Exercise goal: Can you arrange everything in the listing, from its first line down to the line containing "[244,529,382,634]", as a JSON list of strings with one string per line and blank lines omitted?

****************************************

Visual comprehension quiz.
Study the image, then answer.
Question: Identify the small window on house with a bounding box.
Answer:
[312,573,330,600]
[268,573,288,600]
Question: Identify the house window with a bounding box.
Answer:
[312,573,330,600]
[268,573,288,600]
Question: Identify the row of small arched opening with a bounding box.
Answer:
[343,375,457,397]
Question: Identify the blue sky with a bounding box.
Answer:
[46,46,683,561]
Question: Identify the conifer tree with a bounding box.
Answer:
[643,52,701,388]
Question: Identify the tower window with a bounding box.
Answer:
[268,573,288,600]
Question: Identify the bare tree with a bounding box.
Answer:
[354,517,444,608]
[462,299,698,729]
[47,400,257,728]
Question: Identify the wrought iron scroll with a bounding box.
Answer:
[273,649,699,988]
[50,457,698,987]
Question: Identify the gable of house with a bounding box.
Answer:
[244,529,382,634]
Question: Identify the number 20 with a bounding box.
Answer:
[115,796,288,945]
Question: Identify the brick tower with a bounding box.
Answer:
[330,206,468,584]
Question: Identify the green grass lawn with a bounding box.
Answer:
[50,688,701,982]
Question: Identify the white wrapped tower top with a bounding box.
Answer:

****************************************

Solution to this exercise:
[
  "Visual comprehension quiz.",
  "Study the image, then answer.",
  "Question: Identify the small window on house with a bounding box.",
  "Answer:",
  "[312,573,330,600]",
  "[268,573,288,600]",
  "Question: Identify the house window with a bounding box.",
  "Answer:",
  "[312,573,330,600]",
  "[268,573,288,600]",
  "Question: Identify the row of small arched opening with a bounding box.",
  "Answer:",
  "[343,375,457,397]",
  "Question: Identify the blue sky with a bounding box.",
  "Answer:",
  "[46,46,683,561]",
  "Question: Identify the conifer tree with a bounding box.",
  "Answer:",
  "[643,52,701,388]",
  "Question: Identify the tower window with a bounding box.",
  "Answer:",
  "[268,573,288,600]",
  "Question: Identify the bare tree with a bounding box.",
  "Answer:",
  "[354,517,444,608]",
  "[462,299,698,729]",
  "[47,400,257,728]",
  "Question: Identify the wrought iron scroll with a bounding box.",
  "Answer:",
  "[273,649,699,988]",
  "[50,457,698,987]",
  "Question: Identify the gable of house with a bounding box.",
  "Answer:",
  "[244,529,382,634]"
]